Task details:
Each entry in the listing below should be restated word for word.

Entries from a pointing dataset

______

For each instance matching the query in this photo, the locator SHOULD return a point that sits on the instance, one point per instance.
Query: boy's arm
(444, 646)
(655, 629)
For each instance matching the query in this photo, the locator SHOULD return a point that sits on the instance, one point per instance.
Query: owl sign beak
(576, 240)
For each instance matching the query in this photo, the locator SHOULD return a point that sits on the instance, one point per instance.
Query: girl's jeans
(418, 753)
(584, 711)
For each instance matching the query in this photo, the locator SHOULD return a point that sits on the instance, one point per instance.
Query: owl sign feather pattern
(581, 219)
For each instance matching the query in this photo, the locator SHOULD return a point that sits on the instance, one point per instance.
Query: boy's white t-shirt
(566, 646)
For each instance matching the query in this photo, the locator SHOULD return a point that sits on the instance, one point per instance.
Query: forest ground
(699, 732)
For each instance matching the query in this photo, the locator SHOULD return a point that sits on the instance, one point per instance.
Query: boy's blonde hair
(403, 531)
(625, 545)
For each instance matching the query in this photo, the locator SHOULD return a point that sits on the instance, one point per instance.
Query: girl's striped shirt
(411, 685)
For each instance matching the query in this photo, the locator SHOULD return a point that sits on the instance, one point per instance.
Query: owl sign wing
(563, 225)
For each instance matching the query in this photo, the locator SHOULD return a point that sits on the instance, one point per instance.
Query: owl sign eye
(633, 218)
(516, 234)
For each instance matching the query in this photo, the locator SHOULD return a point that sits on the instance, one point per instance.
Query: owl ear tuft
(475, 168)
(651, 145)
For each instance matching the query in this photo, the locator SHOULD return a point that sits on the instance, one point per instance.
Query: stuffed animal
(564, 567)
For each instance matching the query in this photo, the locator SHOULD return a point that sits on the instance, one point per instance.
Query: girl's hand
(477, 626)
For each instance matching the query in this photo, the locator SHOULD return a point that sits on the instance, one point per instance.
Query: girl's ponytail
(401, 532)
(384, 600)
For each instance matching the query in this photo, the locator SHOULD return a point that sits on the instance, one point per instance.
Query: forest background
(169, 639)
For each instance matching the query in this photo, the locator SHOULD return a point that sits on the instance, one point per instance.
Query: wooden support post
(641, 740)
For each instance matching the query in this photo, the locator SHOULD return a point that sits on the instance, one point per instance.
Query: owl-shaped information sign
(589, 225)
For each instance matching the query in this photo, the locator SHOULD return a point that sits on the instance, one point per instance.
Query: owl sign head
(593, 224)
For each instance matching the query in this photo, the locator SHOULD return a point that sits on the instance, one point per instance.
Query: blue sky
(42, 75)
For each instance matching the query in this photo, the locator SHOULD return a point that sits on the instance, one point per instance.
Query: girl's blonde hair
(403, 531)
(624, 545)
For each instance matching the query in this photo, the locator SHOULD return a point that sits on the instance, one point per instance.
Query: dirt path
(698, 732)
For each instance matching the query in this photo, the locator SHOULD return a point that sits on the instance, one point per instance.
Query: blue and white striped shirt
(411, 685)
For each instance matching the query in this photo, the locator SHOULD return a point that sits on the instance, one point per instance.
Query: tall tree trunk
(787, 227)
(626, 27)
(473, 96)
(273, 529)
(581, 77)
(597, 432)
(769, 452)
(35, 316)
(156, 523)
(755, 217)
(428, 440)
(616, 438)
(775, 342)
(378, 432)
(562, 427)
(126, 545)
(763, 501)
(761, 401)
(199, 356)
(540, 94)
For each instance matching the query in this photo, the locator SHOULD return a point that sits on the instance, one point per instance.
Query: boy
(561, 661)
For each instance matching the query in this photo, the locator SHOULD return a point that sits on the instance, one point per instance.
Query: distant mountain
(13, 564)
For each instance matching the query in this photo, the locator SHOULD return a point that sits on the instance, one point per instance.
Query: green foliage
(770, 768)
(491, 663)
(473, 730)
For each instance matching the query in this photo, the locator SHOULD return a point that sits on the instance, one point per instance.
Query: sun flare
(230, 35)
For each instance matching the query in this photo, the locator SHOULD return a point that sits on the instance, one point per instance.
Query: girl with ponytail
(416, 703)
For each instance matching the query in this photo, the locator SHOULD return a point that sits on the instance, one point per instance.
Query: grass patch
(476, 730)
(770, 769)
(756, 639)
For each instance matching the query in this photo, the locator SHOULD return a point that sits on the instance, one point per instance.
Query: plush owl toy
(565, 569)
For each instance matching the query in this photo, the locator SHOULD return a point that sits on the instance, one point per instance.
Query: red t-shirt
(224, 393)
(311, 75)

______

Output of the task:
For each instance matching the query in this photo, the locator SHOULD return a point that sits on the instance, one point per instance.
Query: boy's arm
(444, 646)
(655, 629)
For each instance matching the query in this photo, the locator SHOULD return a point that sits on the instance, one point per instance.
Query: owl sign beak
(576, 240)
For each instance matching the query in this photo, the locator SHOULD return a point that sits on the instance, one point per instance.
Query: girl's jeans
(418, 753)
(584, 711)
For each instance matching the query in this photo, the locator SHOULD return a point that sits on the instance, one point per instance.
Query: owl sign feather pattern
(581, 219)
For each instance matching the query in this photo, the locator SHOULD return a point that sits on the instance, one point per instance.
Query: boy's white t-shirt
(566, 646)
For each instance matching the query in this photo, the locator SHOULD return a point that sits on the instance, one point per instance.
Query: forest ground
(699, 732)
For each instance matching the query in this photo, the locator SHOULD return a point that sits on the instance, one point per instance.
Query: boy's blonde hair
(403, 531)
(625, 545)
For each instance matching the query in this photo, the locator SHOULD return a point that sits on the instance, one point per instance.
Query: girl's striped shirt
(411, 685)
For each instance matching the query in this photo, the locator SHOULD return a point that sits on the instance, one point per instance.
Query: owl sign wing
(563, 225)
For each instance matching the query in this photo, the locator SHOULD return a point that sits on the instance, one point per instance.
Query: owl sign eye
(633, 218)
(516, 234)
For each instance matching the query in this photo, the locator SHOULD return a point that sits on the instance, one point per instance.
Query: owl ear tuft
(475, 168)
(651, 145)
For each instance matching the query in this photo, the locator SHOULD return a point that sits on the instance, one point per instance.
Query: stuffed animal
(564, 567)
For each instance matching the query in this photo, the locator SHOULD return a point that sits on the instance, one point per instance.
Query: girl's hand
(477, 626)
For each instance matching the query in this photo, the locator SHOULD return a point that sits on the instance, one point per instance.
Query: girl's ponytail
(401, 532)
(384, 600)
For each instance matching the query in this photo, the locator SHOULD return a point that sits on the instance, one point per instance.
Query: forest background
(169, 639)
For each instance matching the query in this photo, the locator SHOULD return a point that sits on the instance, one point per instance.
Query: wooden support post
(641, 740)
For each instance matching the query in this photo, the locator SHOULD return a point that sits on the instance, one point per instance.
Query: owl-shaped information sign
(589, 225)
For each instance matching the query in this photo, the locator SHOULD return a point that sits on the instance, one point per instance.
Query: owl sign head
(593, 224)
For each instance matching the query in this photo, the locator SHOULD return a point that sits on the instance, one point per instance.
Query: blue sky
(42, 75)
For each instance matching the query in this photo, the locator SHOULD return a point that sits on the instance, one point per instance.
Query: girl's blonde hair
(403, 531)
(624, 545)
For each instance matching the query in this photo, the locator SHOULD return a point that sits on the instance, one point per instance.
Query: dirt path
(698, 732)
For each instance matching the query in this photo, the locator SHOULD return a point that sits on the instance, one point per instance.
Query: blue and white striped shirt
(411, 685)
For each instance matching the query in this photo, the locator SHOULD return a point that sits on the instance, one point per instance.
Query: tall tree trunk
(787, 227)
(626, 27)
(473, 96)
(273, 529)
(581, 77)
(597, 432)
(769, 452)
(35, 316)
(156, 523)
(755, 217)
(428, 440)
(616, 438)
(775, 342)
(378, 432)
(562, 427)
(126, 545)
(763, 501)
(761, 401)
(199, 356)
(540, 94)
For each instance matching the query in this photo, the locator SHOULD return a point that sits on the instance, one point per instance.
Query: boy
(561, 661)
For each instance matching the query in this photo, the locator SHOULD return a point that sits on the instance, one point per instance.
Query: distant mountain
(13, 564)
For each instance matching the query in this photo, the locator SHOULD return a point that sits on the instance, one point per instance.
Query: green foliage
(770, 768)
(491, 663)
(473, 730)
For each instance matching the query in this photo, the locator SHOULD return a point that sits on the instance, one point per instance.
Query: sun flare
(230, 35)
For each instance matching the query in this photo, the locator SHOULD return a point that sits on the instance, one point per instance.
Query: girl with ponytail
(416, 703)
For each instance matching the query in this photo, the locator SHOULD return a point that sits on the instance, one point per instance.
Query: grass patch
(476, 730)
(770, 769)
(756, 639)
For each instance matching the query in this photo, the locator SHOULD return a point that sits on the instance, one point per instance.
Query: plush owl toy
(565, 569)
For each instance matching the query in this photo, the locator SHOULD return a point that sits on the instance, one point per instance.
Query: red t-shirt
(224, 393)
(311, 75)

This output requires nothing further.